Relevez dans les données ci-dessous chaque ligne où figure le mot "table" et recopiez-la en entier.
☆ ☆ ☆ ☆
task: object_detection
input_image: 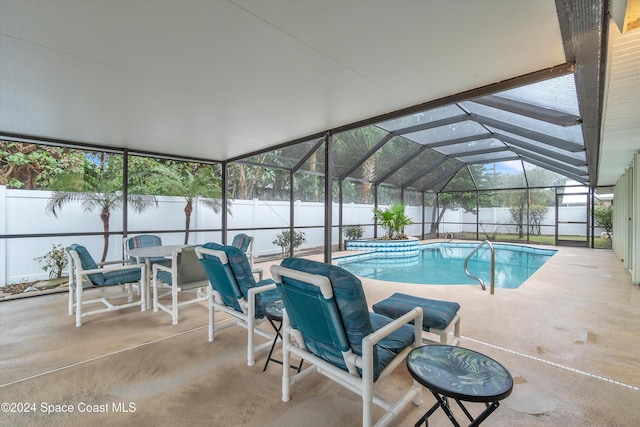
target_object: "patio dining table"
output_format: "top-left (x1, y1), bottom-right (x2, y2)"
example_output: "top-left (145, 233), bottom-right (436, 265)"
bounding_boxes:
top-left (125, 245), bottom-right (187, 308)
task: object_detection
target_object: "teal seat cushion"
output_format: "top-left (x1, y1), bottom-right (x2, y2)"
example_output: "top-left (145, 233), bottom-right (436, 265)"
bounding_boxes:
top-left (279, 258), bottom-right (414, 380)
top-left (202, 242), bottom-right (280, 319)
top-left (70, 243), bottom-right (141, 286)
top-left (280, 258), bottom-right (374, 355)
top-left (369, 313), bottom-right (414, 354)
top-left (127, 234), bottom-right (171, 266)
top-left (373, 292), bottom-right (460, 332)
top-left (231, 233), bottom-right (251, 252)
top-left (102, 268), bottom-right (141, 286)
top-left (69, 243), bottom-right (104, 286)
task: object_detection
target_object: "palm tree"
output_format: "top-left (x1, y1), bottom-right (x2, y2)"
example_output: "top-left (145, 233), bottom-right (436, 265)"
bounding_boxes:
top-left (46, 165), bottom-right (158, 262)
top-left (154, 164), bottom-right (228, 245)
top-left (373, 202), bottom-right (413, 240)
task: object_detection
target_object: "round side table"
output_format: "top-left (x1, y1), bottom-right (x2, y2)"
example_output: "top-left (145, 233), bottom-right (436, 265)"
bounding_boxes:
top-left (262, 300), bottom-right (303, 372)
top-left (407, 345), bottom-right (513, 427)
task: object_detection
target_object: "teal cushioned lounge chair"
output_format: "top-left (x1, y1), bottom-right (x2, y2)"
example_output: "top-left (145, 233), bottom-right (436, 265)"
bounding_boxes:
top-left (152, 246), bottom-right (210, 325)
top-left (271, 258), bottom-right (422, 426)
top-left (66, 243), bottom-right (146, 326)
top-left (195, 243), bottom-right (280, 366)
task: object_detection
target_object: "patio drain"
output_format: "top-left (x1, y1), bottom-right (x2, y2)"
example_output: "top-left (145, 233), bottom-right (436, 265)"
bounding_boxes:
top-left (460, 336), bottom-right (640, 391)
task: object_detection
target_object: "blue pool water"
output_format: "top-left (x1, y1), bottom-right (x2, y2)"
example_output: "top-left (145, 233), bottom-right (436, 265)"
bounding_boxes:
top-left (334, 243), bottom-right (557, 289)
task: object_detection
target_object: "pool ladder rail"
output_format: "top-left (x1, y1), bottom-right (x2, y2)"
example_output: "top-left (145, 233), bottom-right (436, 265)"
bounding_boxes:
top-left (464, 240), bottom-right (496, 295)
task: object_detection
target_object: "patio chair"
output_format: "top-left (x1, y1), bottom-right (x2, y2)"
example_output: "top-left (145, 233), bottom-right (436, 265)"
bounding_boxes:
top-left (196, 243), bottom-right (280, 366)
top-left (271, 258), bottom-right (422, 426)
top-left (231, 233), bottom-right (264, 280)
top-left (66, 243), bottom-right (146, 326)
top-left (123, 234), bottom-right (171, 265)
top-left (152, 246), bottom-right (209, 325)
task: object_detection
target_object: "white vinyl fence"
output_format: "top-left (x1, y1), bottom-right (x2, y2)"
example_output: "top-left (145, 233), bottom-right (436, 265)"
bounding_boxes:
top-left (0, 186), bottom-right (585, 286)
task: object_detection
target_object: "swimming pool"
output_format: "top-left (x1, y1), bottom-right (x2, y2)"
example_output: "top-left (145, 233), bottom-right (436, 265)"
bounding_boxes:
top-left (334, 243), bottom-right (557, 289)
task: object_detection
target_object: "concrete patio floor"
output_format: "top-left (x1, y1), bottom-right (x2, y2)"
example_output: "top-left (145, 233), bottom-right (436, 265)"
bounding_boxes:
top-left (0, 242), bottom-right (640, 426)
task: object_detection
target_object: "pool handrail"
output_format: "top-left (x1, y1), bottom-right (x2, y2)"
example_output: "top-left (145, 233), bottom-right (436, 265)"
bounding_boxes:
top-left (464, 240), bottom-right (496, 295)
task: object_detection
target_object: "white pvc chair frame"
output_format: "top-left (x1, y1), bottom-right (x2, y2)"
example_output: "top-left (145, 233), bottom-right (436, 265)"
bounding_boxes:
top-left (152, 248), bottom-right (211, 325)
top-left (196, 246), bottom-right (276, 366)
top-left (67, 249), bottom-right (147, 327)
top-left (271, 265), bottom-right (422, 427)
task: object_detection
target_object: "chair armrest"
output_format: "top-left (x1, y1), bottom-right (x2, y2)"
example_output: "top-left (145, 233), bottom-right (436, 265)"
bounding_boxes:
top-left (247, 283), bottom-right (277, 318)
top-left (82, 264), bottom-right (146, 274)
top-left (97, 259), bottom-right (133, 267)
top-left (152, 263), bottom-right (173, 277)
top-left (248, 283), bottom-right (277, 298)
top-left (362, 307), bottom-right (422, 351)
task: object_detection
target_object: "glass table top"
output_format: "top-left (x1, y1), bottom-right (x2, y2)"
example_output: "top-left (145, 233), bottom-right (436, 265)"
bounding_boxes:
top-left (407, 345), bottom-right (513, 402)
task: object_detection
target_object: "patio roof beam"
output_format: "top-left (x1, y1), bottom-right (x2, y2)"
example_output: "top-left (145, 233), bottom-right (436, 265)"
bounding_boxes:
top-left (402, 158), bottom-right (447, 187)
top-left (422, 167), bottom-right (466, 193)
top-left (522, 155), bottom-right (589, 185)
top-left (495, 133), bottom-right (587, 166)
top-left (388, 113), bottom-right (469, 135)
top-left (420, 132), bottom-right (494, 148)
top-left (471, 95), bottom-right (582, 127)
top-left (291, 139), bottom-right (324, 173)
top-left (470, 114), bottom-right (585, 153)
top-left (375, 145), bottom-right (436, 184)
top-left (457, 155), bottom-right (522, 166)
top-left (446, 146), bottom-right (509, 158)
top-left (338, 133), bottom-right (394, 179)
top-left (513, 148), bottom-right (588, 179)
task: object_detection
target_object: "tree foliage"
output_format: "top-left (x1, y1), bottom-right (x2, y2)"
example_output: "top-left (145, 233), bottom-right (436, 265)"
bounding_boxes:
top-left (373, 202), bottom-right (413, 240)
top-left (46, 153), bottom-right (158, 261)
top-left (146, 162), bottom-right (222, 245)
top-left (594, 205), bottom-right (613, 237)
top-left (0, 141), bottom-right (87, 190)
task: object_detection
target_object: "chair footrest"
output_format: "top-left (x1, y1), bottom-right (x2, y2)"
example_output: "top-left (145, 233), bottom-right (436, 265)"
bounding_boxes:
top-left (373, 293), bottom-right (460, 332)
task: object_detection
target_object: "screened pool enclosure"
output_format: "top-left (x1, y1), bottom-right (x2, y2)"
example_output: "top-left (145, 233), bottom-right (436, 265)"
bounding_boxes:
top-left (0, 67), bottom-right (608, 288)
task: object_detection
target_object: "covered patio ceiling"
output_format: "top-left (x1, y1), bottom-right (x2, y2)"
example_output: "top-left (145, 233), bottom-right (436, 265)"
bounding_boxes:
top-left (0, 0), bottom-right (640, 189)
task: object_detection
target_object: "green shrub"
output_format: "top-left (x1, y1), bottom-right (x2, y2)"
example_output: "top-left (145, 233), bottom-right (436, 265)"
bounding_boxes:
top-left (271, 230), bottom-right (307, 255)
top-left (343, 225), bottom-right (364, 240)
top-left (33, 244), bottom-right (67, 279)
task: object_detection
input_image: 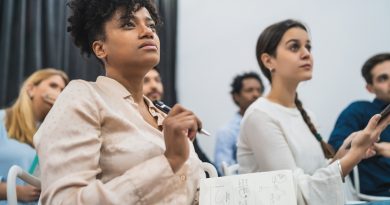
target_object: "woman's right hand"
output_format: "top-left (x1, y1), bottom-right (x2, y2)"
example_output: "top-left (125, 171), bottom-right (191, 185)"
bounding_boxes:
top-left (16, 185), bottom-right (41, 202)
top-left (340, 114), bottom-right (390, 176)
top-left (163, 104), bottom-right (202, 172)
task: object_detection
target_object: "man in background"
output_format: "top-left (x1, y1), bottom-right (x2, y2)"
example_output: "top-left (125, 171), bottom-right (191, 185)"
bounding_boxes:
top-left (214, 72), bottom-right (264, 173)
top-left (329, 53), bottom-right (390, 196)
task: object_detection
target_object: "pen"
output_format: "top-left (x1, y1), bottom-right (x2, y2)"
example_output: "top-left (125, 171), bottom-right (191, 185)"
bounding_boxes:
top-left (153, 100), bottom-right (210, 136)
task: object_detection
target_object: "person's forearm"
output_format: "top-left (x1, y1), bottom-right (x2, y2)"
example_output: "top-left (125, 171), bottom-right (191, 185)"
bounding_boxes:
top-left (340, 149), bottom-right (364, 177)
top-left (0, 182), bottom-right (7, 200)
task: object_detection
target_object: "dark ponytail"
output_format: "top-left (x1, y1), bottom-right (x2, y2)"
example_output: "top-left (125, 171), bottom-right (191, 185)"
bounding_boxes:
top-left (295, 93), bottom-right (335, 159)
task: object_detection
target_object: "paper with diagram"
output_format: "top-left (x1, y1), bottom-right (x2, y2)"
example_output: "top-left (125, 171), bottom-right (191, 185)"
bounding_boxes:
top-left (199, 170), bottom-right (297, 205)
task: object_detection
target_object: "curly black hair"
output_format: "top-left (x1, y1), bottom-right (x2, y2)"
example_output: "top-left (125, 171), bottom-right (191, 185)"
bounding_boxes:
top-left (67, 0), bottom-right (161, 56)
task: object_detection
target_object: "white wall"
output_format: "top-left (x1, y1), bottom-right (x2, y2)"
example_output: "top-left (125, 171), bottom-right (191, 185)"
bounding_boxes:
top-left (177, 0), bottom-right (390, 159)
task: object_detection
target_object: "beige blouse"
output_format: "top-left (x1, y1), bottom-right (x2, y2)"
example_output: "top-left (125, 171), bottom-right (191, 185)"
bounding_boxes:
top-left (34, 76), bottom-right (204, 205)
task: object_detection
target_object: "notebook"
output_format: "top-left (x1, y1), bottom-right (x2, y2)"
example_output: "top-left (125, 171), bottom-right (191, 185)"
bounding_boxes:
top-left (199, 170), bottom-right (297, 205)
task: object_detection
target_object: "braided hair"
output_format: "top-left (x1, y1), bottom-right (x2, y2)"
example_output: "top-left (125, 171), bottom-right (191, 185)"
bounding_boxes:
top-left (256, 19), bottom-right (334, 158)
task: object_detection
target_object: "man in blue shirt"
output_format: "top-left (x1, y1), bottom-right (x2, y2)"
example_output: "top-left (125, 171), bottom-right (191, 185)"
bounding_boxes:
top-left (214, 72), bottom-right (264, 173)
top-left (329, 53), bottom-right (390, 196)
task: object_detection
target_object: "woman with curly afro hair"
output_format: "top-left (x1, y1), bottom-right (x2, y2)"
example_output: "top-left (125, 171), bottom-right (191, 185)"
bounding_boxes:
top-left (34, 0), bottom-right (204, 204)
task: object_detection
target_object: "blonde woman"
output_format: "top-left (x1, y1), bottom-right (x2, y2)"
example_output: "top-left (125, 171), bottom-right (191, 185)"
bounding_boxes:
top-left (0, 68), bottom-right (69, 204)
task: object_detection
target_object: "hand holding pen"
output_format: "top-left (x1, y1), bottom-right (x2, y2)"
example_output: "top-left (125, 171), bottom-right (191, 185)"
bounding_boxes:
top-left (160, 104), bottom-right (206, 172)
top-left (153, 100), bottom-right (210, 136)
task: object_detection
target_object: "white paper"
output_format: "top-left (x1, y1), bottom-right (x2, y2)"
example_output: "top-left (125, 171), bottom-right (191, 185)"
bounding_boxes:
top-left (199, 170), bottom-right (297, 205)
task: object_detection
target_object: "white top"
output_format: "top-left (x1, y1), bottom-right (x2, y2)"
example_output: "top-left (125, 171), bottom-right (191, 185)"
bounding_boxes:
top-left (34, 76), bottom-right (204, 205)
top-left (237, 97), bottom-right (344, 205)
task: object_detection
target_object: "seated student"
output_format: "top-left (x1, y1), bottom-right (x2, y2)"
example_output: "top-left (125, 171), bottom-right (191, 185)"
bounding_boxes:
top-left (214, 72), bottom-right (264, 172)
top-left (237, 20), bottom-right (390, 205)
top-left (329, 53), bottom-right (390, 196)
top-left (0, 68), bottom-right (68, 204)
top-left (34, 0), bottom-right (204, 205)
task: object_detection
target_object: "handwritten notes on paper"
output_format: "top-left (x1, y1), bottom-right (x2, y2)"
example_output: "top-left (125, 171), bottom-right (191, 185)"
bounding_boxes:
top-left (200, 170), bottom-right (297, 205)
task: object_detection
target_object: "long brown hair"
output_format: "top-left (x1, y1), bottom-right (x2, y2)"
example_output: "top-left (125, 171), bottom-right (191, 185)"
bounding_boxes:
top-left (5, 68), bottom-right (69, 147)
top-left (256, 19), bottom-right (334, 158)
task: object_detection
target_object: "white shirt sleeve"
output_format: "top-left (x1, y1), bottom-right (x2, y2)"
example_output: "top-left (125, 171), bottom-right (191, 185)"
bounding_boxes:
top-left (240, 110), bottom-right (344, 205)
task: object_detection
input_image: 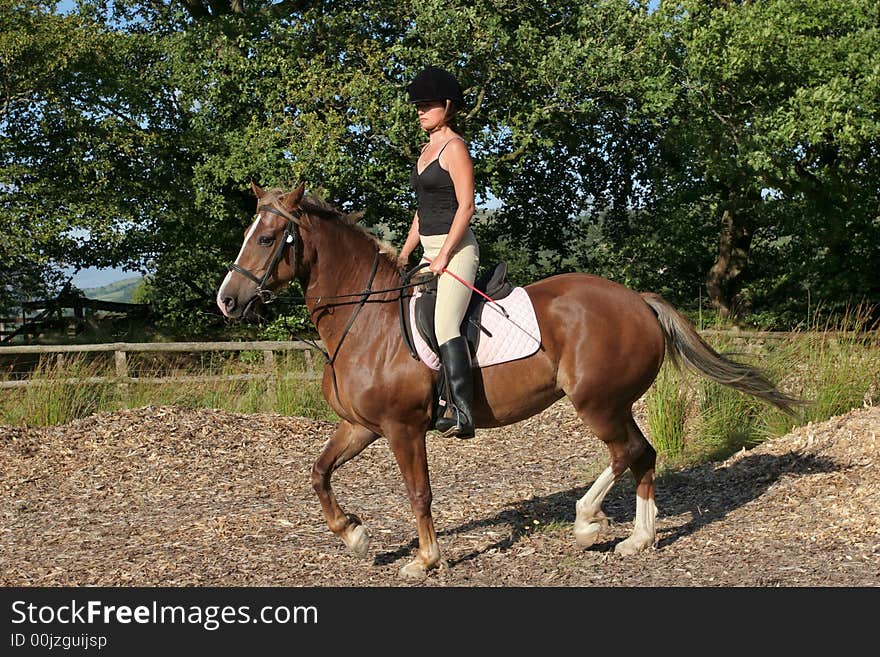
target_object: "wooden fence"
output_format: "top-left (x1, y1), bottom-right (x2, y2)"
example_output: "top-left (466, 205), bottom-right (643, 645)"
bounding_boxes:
top-left (0, 340), bottom-right (323, 396)
top-left (0, 329), bottom-right (868, 389)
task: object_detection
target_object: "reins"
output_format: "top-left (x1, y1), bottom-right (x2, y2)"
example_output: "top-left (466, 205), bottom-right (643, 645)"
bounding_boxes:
top-left (227, 199), bottom-right (428, 403)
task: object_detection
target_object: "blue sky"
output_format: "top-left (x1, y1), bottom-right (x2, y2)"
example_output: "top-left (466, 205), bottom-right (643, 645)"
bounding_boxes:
top-left (58, 0), bottom-right (660, 289)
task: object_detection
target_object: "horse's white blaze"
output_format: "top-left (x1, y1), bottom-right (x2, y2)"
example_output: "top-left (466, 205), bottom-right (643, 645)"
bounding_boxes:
top-left (217, 217), bottom-right (260, 317)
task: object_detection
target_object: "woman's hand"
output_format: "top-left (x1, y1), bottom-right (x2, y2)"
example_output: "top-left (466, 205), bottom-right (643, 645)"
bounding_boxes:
top-left (429, 251), bottom-right (449, 276)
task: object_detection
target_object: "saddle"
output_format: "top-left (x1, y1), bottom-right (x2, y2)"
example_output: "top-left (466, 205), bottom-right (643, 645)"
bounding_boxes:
top-left (401, 262), bottom-right (513, 359)
top-left (399, 262), bottom-right (514, 434)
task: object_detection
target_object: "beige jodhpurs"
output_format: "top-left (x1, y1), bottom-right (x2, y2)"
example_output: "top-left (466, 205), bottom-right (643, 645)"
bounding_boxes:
top-left (419, 229), bottom-right (480, 345)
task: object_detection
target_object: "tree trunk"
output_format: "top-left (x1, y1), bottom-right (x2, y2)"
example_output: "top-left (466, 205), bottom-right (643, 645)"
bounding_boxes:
top-left (706, 207), bottom-right (754, 319)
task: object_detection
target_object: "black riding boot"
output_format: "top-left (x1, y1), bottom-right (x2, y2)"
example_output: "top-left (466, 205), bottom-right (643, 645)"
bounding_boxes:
top-left (434, 336), bottom-right (474, 438)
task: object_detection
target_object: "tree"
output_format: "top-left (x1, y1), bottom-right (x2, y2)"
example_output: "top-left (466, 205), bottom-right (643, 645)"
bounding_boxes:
top-left (643, 0), bottom-right (880, 316)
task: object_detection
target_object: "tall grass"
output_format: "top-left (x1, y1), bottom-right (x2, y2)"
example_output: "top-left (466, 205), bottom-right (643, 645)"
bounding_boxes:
top-left (0, 352), bottom-right (337, 426)
top-left (0, 356), bottom-right (114, 426)
top-left (646, 306), bottom-right (880, 462)
top-left (646, 363), bottom-right (691, 461)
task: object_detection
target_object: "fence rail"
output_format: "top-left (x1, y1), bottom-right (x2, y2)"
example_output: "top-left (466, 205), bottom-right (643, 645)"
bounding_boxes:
top-left (0, 329), bottom-right (868, 389)
top-left (0, 340), bottom-right (322, 394)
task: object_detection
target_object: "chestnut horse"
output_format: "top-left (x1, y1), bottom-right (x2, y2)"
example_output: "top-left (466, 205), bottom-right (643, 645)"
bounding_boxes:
top-left (217, 183), bottom-right (798, 578)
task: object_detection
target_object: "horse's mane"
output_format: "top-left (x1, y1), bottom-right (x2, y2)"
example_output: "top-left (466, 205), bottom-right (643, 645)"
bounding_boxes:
top-left (263, 187), bottom-right (397, 267)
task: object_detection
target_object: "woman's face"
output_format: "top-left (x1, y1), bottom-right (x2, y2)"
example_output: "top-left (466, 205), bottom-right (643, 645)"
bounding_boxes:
top-left (415, 100), bottom-right (446, 130)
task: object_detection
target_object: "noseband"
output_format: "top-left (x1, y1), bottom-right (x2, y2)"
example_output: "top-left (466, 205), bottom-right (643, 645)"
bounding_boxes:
top-left (227, 205), bottom-right (303, 304)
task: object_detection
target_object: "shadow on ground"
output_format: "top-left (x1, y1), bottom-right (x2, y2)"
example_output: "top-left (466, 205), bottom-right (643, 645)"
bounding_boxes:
top-left (374, 454), bottom-right (841, 566)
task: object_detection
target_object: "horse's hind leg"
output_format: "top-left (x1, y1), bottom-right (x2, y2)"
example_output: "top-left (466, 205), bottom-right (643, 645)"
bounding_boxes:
top-left (614, 417), bottom-right (657, 557)
top-left (312, 420), bottom-right (379, 557)
top-left (574, 411), bottom-right (657, 555)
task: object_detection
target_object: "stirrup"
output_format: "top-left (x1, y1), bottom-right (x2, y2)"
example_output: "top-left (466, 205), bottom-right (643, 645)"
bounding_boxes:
top-left (434, 405), bottom-right (474, 440)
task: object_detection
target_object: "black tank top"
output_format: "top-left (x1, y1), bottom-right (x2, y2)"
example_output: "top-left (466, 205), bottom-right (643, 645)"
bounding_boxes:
top-left (409, 137), bottom-right (458, 235)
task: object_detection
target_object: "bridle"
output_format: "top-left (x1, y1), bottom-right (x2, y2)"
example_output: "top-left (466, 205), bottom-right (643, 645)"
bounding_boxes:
top-left (227, 205), bottom-right (304, 304)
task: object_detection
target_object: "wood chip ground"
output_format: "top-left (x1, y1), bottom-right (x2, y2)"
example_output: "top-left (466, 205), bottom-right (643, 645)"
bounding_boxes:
top-left (0, 400), bottom-right (880, 587)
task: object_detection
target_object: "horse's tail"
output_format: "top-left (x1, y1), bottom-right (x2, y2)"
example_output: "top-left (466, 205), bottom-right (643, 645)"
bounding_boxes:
top-left (642, 292), bottom-right (804, 415)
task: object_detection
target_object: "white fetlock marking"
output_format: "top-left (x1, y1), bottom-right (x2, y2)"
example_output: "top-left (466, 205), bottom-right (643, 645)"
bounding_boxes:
top-left (342, 525), bottom-right (370, 557)
top-left (398, 559), bottom-right (428, 580)
top-left (574, 467), bottom-right (614, 547)
top-left (614, 495), bottom-right (657, 557)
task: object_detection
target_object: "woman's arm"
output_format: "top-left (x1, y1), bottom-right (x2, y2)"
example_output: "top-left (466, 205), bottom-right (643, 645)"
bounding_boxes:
top-left (397, 210), bottom-right (419, 269)
top-left (431, 139), bottom-right (474, 274)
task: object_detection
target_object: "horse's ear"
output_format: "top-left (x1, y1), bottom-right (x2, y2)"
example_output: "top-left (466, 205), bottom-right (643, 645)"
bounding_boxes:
top-left (281, 182), bottom-right (306, 209)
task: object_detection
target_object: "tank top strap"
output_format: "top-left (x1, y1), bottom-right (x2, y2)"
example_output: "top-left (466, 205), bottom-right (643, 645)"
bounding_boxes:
top-left (437, 135), bottom-right (464, 158)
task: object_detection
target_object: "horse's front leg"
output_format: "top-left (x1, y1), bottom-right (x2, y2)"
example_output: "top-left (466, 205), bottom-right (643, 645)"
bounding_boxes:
top-left (312, 420), bottom-right (379, 557)
top-left (387, 428), bottom-right (440, 579)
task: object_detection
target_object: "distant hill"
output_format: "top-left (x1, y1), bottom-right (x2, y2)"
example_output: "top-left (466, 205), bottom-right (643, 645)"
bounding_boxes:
top-left (83, 276), bottom-right (144, 303)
☆ ☆ ☆ ☆
▶ _SOLUTION_:
target_object: "patio dining table"
target_object: "round side table"
target_object: "glass table top"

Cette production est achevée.